→ Exercise requirements:
Set down exactly the lines of the records from the top to the line containing "point: lips ->"; include both.
** Opening Data excerpts block **
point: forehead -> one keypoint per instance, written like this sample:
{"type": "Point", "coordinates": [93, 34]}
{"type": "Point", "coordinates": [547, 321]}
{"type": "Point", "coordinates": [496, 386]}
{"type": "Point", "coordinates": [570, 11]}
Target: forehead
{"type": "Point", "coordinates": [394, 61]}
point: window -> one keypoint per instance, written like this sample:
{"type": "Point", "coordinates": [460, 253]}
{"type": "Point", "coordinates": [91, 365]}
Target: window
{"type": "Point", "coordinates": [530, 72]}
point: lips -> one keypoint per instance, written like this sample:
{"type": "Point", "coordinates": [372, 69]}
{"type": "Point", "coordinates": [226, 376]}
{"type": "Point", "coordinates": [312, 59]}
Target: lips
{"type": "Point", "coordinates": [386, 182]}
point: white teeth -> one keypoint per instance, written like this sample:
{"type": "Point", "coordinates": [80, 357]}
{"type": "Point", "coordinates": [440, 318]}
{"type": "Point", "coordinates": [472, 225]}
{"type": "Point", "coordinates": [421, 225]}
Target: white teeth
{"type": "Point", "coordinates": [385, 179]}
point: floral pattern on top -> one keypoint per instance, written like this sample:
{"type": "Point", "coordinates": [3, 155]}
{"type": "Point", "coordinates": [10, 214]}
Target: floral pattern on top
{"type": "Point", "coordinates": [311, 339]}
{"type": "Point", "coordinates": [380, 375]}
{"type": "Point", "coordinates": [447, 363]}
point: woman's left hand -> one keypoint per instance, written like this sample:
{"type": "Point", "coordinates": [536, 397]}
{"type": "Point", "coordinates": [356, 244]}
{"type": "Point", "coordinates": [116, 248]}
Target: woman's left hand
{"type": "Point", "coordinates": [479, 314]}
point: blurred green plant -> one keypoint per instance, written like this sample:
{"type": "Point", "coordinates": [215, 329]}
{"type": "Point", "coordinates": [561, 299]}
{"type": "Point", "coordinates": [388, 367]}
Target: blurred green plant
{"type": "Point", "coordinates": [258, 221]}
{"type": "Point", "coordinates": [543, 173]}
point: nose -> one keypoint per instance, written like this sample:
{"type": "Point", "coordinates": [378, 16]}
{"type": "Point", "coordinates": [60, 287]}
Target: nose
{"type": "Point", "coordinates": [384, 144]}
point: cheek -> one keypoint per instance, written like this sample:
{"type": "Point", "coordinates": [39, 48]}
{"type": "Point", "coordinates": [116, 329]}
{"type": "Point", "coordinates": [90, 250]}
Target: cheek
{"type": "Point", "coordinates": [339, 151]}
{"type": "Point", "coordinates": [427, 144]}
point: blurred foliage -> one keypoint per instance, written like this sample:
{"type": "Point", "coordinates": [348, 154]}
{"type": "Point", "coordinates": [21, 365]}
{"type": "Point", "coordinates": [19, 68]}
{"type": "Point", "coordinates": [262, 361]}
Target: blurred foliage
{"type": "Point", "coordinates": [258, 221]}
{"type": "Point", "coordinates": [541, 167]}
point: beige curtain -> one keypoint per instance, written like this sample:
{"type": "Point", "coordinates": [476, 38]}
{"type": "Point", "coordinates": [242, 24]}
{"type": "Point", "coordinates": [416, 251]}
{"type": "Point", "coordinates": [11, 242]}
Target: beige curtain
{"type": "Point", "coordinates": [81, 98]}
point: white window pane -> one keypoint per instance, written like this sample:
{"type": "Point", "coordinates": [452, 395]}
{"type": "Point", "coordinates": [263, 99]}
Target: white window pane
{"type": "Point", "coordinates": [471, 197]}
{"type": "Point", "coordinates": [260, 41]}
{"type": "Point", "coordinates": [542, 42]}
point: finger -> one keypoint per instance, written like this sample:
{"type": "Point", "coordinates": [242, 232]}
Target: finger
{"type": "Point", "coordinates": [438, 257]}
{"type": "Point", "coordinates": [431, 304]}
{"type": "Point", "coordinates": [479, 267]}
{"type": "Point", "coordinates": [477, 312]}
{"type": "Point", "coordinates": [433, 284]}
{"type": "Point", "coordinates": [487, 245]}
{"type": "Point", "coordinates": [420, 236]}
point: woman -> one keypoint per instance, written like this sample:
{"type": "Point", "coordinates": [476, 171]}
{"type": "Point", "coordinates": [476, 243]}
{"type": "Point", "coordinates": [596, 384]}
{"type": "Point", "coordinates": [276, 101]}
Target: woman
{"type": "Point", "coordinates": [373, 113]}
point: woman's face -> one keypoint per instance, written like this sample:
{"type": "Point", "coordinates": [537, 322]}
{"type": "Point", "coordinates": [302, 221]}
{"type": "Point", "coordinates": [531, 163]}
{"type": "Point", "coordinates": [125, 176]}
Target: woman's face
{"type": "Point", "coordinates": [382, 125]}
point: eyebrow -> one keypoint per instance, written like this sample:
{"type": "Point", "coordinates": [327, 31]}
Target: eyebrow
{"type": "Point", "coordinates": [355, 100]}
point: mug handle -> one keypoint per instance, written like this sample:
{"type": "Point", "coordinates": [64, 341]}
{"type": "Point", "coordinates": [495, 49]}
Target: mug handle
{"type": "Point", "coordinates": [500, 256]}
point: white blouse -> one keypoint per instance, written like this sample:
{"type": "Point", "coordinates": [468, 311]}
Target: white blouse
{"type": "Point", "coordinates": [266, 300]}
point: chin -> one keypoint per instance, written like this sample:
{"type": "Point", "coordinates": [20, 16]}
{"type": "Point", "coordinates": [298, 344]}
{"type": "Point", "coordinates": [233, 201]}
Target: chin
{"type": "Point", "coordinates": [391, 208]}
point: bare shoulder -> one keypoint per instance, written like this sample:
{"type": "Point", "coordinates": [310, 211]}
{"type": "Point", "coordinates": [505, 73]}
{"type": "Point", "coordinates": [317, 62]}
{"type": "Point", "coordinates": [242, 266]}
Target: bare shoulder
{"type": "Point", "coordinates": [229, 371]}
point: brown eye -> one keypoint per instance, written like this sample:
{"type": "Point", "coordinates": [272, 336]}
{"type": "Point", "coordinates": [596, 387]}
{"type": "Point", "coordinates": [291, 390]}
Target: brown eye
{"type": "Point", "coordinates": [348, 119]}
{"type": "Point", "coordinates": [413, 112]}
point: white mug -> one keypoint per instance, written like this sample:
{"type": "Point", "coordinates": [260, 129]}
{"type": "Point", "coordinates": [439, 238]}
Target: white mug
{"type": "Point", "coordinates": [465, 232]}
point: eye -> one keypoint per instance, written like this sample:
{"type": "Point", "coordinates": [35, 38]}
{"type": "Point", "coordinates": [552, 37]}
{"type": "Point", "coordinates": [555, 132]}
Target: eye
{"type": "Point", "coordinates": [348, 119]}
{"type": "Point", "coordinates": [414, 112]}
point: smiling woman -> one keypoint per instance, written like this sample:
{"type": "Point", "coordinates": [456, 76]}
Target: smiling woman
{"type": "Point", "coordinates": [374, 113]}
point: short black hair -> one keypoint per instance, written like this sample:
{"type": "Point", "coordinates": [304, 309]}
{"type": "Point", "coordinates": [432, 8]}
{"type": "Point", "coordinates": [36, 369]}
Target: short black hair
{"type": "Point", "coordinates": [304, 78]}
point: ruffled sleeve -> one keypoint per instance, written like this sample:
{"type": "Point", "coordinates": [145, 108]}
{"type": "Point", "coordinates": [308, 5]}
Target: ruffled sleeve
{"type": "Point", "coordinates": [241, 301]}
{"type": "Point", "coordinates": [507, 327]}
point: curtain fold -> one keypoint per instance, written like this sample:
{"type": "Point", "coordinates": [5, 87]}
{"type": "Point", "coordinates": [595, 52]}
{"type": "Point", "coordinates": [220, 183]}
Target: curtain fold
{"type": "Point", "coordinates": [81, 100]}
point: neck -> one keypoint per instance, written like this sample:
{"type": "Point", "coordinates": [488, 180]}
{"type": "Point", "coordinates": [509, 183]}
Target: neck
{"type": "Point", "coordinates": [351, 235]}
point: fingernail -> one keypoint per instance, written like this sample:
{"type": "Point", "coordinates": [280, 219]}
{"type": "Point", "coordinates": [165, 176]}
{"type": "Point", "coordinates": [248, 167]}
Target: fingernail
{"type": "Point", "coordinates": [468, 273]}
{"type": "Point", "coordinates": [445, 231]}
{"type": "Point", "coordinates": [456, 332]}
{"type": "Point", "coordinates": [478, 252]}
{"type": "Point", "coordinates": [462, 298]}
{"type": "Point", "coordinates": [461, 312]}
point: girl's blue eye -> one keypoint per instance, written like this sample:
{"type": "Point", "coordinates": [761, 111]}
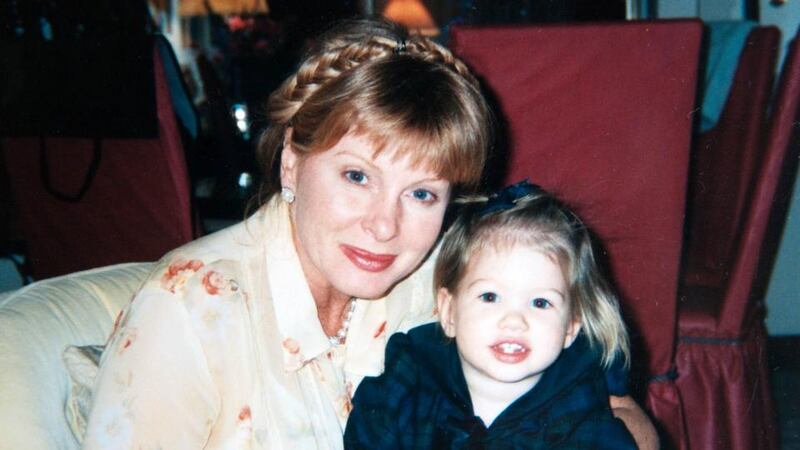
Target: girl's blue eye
{"type": "Point", "coordinates": [488, 297]}
{"type": "Point", "coordinates": [423, 195]}
{"type": "Point", "coordinates": [355, 176]}
{"type": "Point", "coordinates": [541, 303]}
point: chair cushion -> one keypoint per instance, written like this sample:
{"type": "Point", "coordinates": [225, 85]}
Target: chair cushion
{"type": "Point", "coordinates": [698, 311]}
{"type": "Point", "coordinates": [37, 323]}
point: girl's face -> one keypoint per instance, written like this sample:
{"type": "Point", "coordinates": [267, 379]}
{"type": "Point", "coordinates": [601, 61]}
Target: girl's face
{"type": "Point", "coordinates": [361, 223]}
{"type": "Point", "coordinates": [510, 317]}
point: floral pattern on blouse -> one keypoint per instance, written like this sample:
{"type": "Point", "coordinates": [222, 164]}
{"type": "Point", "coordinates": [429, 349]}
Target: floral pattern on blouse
{"type": "Point", "coordinates": [222, 349]}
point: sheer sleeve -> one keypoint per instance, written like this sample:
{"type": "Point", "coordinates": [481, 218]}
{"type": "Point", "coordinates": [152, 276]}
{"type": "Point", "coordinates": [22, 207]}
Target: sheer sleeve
{"type": "Point", "coordinates": [154, 389]}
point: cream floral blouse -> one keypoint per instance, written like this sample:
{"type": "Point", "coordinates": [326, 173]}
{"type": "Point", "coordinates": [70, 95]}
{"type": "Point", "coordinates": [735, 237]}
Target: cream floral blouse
{"type": "Point", "coordinates": [222, 349]}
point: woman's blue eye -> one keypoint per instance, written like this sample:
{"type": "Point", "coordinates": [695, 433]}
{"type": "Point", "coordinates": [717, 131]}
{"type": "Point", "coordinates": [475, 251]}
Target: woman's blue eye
{"type": "Point", "coordinates": [488, 297]}
{"type": "Point", "coordinates": [423, 195]}
{"type": "Point", "coordinates": [356, 176]}
{"type": "Point", "coordinates": [541, 303]}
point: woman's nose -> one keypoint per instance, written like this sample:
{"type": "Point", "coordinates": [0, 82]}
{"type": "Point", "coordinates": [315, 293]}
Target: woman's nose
{"type": "Point", "coordinates": [382, 221]}
{"type": "Point", "coordinates": [513, 320]}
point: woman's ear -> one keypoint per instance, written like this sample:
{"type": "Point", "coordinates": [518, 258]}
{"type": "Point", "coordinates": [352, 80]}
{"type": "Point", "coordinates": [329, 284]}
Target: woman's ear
{"type": "Point", "coordinates": [573, 329]}
{"type": "Point", "coordinates": [444, 303]}
{"type": "Point", "coordinates": [289, 161]}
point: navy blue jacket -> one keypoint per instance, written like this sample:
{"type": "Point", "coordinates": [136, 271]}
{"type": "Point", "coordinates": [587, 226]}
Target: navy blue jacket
{"type": "Point", "coordinates": [422, 402]}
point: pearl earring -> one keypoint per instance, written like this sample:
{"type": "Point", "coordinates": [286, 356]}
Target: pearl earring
{"type": "Point", "coordinates": [287, 195]}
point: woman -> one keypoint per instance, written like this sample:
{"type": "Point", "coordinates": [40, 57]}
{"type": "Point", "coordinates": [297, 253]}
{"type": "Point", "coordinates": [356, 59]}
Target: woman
{"type": "Point", "coordinates": [256, 337]}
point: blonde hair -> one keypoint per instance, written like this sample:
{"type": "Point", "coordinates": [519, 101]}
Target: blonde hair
{"type": "Point", "coordinates": [541, 221]}
{"type": "Point", "coordinates": [404, 92]}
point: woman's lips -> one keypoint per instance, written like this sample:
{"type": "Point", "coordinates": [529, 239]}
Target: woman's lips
{"type": "Point", "coordinates": [509, 351]}
{"type": "Point", "coordinates": [371, 262]}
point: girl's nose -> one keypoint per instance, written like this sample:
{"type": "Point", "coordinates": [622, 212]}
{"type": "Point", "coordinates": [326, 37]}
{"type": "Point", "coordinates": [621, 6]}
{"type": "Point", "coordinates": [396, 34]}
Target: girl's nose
{"type": "Point", "coordinates": [513, 320]}
{"type": "Point", "coordinates": [382, 221]}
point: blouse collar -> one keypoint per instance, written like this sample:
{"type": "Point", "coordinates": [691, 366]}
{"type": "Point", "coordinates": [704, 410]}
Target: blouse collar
{"type": "Point", "coordinates": [302, 336]}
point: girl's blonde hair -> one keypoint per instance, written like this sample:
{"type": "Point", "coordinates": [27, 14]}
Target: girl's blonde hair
{"type": "Point", "coordinates": [538, 219]}
{"type": "Point", "coordinates": [372, 78]}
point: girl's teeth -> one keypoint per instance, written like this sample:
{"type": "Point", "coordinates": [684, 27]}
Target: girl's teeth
{"type": "Point", "coordinates": [508, 347]}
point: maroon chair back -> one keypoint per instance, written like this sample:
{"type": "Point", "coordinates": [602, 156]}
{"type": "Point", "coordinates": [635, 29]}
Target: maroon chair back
{"type": "Point", "coordinates": [135, 208]}
{"type": "Point", "coordinates": [600, 114]}
{"type": "Point", "coordinates": [725, 161]}
{"type": "Point", "coordinates": [721, 354]}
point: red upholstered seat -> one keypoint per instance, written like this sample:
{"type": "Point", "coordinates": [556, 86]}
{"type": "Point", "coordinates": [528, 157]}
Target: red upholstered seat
{"type": "Point", "coordinates": [136, 208]}
{"type": "Point", "coordinates": [720, 185]}
{"type": "Point", "coordinates": [721, 353]}
{"type": "Point", "coordinates": [601, 115]}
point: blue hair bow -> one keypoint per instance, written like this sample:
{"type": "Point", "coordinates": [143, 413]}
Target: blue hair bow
{"type": "Point", "coordinates": [507, 197]}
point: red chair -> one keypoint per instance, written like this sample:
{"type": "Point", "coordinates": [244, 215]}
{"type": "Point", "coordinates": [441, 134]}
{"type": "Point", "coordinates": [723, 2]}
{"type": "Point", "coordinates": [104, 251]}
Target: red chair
{"type": "Point", "coordinates": [724, 161]}
{"type": "Point", "coordinates": [600, 114]}
{"type": "Point", "coordinates": [135, 207]}
{"type": "Point", "coordinates": [721, 353]}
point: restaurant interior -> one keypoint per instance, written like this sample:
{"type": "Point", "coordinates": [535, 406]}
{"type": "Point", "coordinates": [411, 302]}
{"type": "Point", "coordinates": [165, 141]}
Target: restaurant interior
{"type": "Point", "coordinates": [672, 126]}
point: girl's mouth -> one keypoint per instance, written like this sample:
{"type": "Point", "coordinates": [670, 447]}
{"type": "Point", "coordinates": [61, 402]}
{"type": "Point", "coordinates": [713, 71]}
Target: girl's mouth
{"type": "Point", "coordinates": [511, 352]}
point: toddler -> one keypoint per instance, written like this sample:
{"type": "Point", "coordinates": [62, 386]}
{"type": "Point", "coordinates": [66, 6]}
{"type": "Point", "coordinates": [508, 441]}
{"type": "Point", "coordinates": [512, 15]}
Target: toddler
{"type": "Point", "coordinates": [527, 327]}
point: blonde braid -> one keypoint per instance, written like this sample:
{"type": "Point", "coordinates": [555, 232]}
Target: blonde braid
{"type": "Point", "coordinates": [361, 61]}
{"type": "Point", "coordinates": [431, 51]}
{"type": "Point", "coordinates": [340, 55]}
{"type": "Point", "coordinates": [337, 56]}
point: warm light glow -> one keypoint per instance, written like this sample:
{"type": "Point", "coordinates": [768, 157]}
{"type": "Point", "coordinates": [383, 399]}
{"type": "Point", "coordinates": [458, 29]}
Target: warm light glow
{"type": "Point", "coordinates": [223, 7]}
{"type": "Point", "coordinates": [413, 15]}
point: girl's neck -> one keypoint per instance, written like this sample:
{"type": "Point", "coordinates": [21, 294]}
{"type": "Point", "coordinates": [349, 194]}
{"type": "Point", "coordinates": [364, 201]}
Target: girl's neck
{"type": "Point", "coordinates": [491, 397]}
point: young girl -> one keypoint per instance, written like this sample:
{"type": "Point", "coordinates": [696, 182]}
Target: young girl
{"type": "Point", "coordinates": [527, 326]}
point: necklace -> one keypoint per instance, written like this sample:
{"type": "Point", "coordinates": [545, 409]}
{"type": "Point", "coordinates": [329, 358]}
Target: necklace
{"type": "Point", "coordinates": [339, 337]}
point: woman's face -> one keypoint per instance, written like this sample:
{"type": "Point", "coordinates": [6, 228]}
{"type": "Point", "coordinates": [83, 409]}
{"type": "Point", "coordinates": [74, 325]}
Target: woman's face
{"type": "Point", "coordinates": [361, 223]}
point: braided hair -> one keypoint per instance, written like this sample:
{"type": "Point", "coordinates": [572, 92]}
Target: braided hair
{"type": "Point", "coordinates": [405, 93]}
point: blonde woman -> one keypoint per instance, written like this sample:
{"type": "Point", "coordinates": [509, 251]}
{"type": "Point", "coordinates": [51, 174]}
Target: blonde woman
{"type": "Point", "coordinates": [257, 336]}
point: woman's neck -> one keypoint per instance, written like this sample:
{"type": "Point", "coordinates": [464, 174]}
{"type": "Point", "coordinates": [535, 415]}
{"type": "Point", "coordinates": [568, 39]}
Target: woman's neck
{"type": "Point", "coordinates": [332, 307]}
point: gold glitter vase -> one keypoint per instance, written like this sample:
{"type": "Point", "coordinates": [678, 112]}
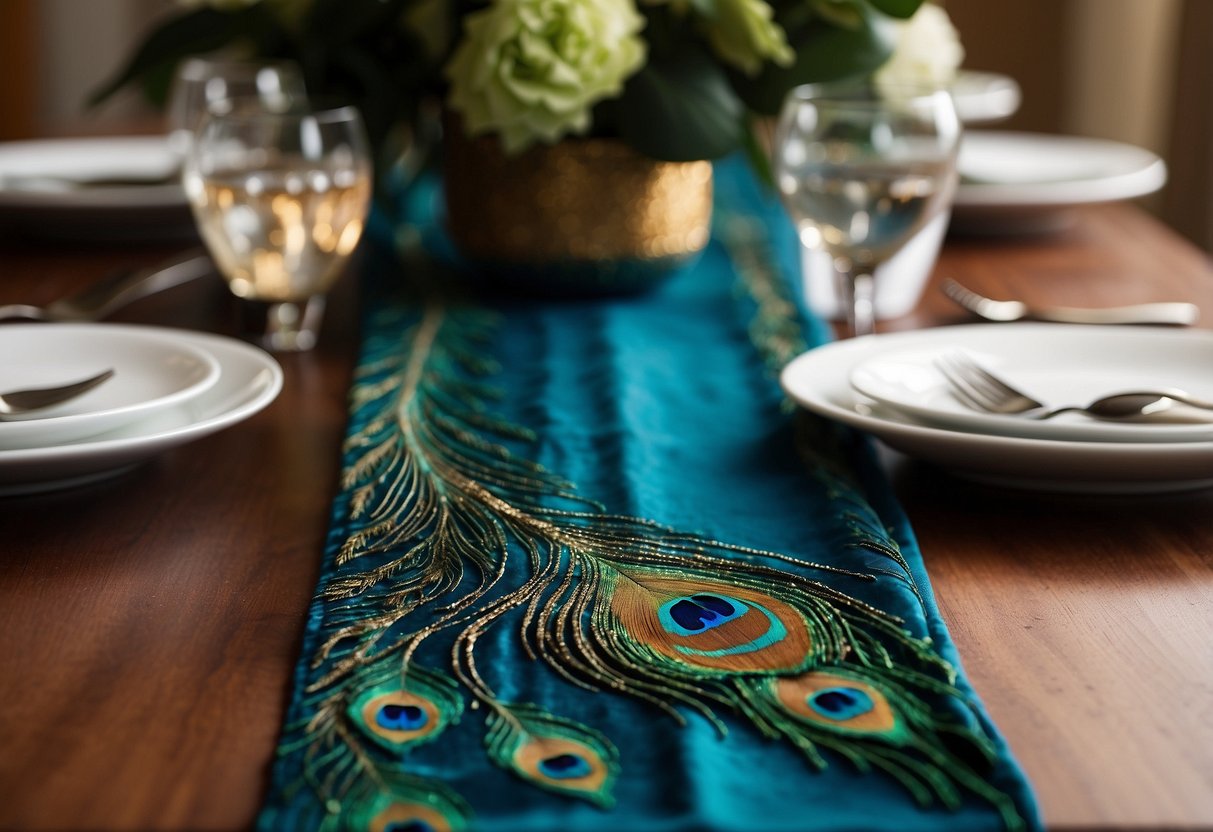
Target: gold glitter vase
{"type": "Point", "coordinates": [586, 216]}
** Closing Data excerpts block **
→ Output of the task:
point: forehead -> one keypoint per instance, written like this sample:
{"type": "Point", "coordinates": [93, 34]}
{"type": "Point", "coordinates": [547, 321]}
{"type": "Point", "coordinates": [496, 386]}
{"type": "Point", "coordinates": [570, 11]}
Target: forehead
{"type": "Point", "coordinates": [394, 61]}
point: window -> one keypoint per instance, written like this sample:
{"type": "Point", "coordinates": [460, 253]}
{"type": "Point", "coordinates": [91, 365]}
Target: window
{"type": "Point", "coordinates": [530, 72]}
point: lips -> one keypoint per instance, written like this sample:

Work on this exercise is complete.